*GIVEN PROBLEM:* Render every line of the listing below as a numbered list, omitting blank lines. Leave the pictures out of your answer.

*INPUT RECORDS:*

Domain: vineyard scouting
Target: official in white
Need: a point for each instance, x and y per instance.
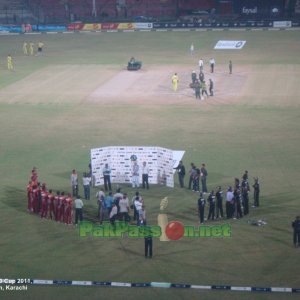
(145, 175)
(135, 175)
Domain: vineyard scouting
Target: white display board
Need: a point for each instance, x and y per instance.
(161, 163)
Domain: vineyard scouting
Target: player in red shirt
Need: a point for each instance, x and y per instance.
(57, 206)
(29, 192)
(34, 176)
(51, 208)
(44, 201)
(62, 206)
(35, 199)
(68, 210)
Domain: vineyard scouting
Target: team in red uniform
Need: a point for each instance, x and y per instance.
(43, 202)
(51, 207)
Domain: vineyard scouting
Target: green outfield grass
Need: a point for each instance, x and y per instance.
(259, 133)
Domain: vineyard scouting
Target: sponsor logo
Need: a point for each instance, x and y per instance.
(248, 11)
(230, 45)
(282, 24)
(174, 230)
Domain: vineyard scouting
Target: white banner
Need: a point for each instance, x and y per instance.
(282, 24)
(160, 161)
(143, 25)
(237, 45)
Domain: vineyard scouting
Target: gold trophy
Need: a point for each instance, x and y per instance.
(162, 220)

*OUTPUT FOR THIS EXERCISE:*
1. Domain: vineyard scouting
2. Target: official in white
3. Need: a point for each instance, x and y per instance.
4. (145, 175)
5. (135, 175)
6. Domain: vineyard scouting
7. Target: white display board
8. Need: a point for each instance, x and y per instance.
9. (161, 163)
10. Domain: vineyard scouting
11. Target: player in red shirt
12. Need: a point for each instance, x and y per instance.
13. (57, 206)
14. (29, 192)
15. (34, 176)
16. (51, 208)
17. (44, 201)
18. (62, 206)
19. (35, 199)
20. (68, 210)
21. Domain: vineyard scouting
22. Target: team in red uniform
23. Need: a point for each instance, x and y per instance.
24. (43, 202)
25. (51, 207)
26. Domain: vineyard scouting
27. Target: green outfield grass
28. Need: a point for each instance, x and y per instance.
29. (259, 133)
30. Domain: vineyard scouting
31. Target: sponsor logo
32. Need: a point for each instance, x and y per instance.
33. (248, 11)
34. (230, 45)
35. (282, 24)
36. (174, 230)
37. Domain: vineyard scouting
38. Target: white banner
39. Need: a point for each instance, x and y per instance.
40. (282, 24)
41. (160, 161)
42. (143, 25)
43. (237, 45)
44. Domain: vineyard scouting
45. Target: gold trophy
46. Need: a point for each instance, x and y per instance.
47. (162, 220)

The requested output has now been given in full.